— start Material for this exercise —
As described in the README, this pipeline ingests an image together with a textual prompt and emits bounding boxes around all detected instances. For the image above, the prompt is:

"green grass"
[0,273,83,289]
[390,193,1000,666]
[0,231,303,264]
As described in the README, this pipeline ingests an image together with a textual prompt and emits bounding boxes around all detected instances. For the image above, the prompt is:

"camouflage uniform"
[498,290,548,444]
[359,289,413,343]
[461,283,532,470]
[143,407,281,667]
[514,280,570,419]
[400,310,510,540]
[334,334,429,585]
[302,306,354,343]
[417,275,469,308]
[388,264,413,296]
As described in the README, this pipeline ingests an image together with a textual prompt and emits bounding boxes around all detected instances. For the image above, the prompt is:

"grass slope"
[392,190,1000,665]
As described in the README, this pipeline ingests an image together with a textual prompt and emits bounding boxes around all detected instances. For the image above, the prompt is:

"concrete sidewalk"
— end Material for this exercise —
- **Instruction**: Copy out the items word for word, from their very first line through the line containing "[388,264,413,296]".

- **Correct response**:
As described in the README, this pipeline ingests an image together with a textual prompt and emits bounding boxes around all detected instances. For the image above, the prompt is:

"green grass"
[0,273,83,289]
[390,193,1000,666]
[0,231,303,264]
As described in the README, this pipeline ingests an image together with a textual prompt and emits bounding boxes around all detected instances. For the image above, the prompt is:

"camouflage uniform"
[498,290,548,444]
[359,289,413,343]
[461,283,532,470]
[143,407,281,667]
[514,280,570,419]
[400,310,510,540]
[334,334,429,585]
[302,306,354,343]
[417,275,469,308]
[388,264,413,296]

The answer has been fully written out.